[Data items]
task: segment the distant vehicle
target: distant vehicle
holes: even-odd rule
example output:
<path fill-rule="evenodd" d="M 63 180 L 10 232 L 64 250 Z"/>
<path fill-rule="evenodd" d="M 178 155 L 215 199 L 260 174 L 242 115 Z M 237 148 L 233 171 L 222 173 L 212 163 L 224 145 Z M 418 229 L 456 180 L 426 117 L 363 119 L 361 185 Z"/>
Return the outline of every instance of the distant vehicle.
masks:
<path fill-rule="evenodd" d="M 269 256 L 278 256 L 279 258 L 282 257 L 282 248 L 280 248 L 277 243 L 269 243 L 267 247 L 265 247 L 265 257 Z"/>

• TASK GOAL:
Reproduce every line of the data above without any changes.

• ANSWER:
task: segment the distant vehicle
target: distant vehicle
holes: even-odd rule
example output:
<path fill-rule="evenodd" d="M 63 180 L 10 232 L 64 250 Z"/>
<path fill-rule="evenodd" d="M 178 155 L 215 199 L 260 174 L 242 115 Z M 237 148 L 233 171 L 222 173 L 212 163 L 224 145 Z M 418 229 L 456 180 L 426 117 L 363 119 L 361 185 Z"/>
Return the outline of every instance of the distant vehicle.
masks:
<path fill-rule="evenodd" d="M 269 256 L 278 256 L 279 258 L 282 257 L 282 248 L 280 248 L 277 243 L 269 243 L 267 247 L 265 247 L 265 257 Z"/>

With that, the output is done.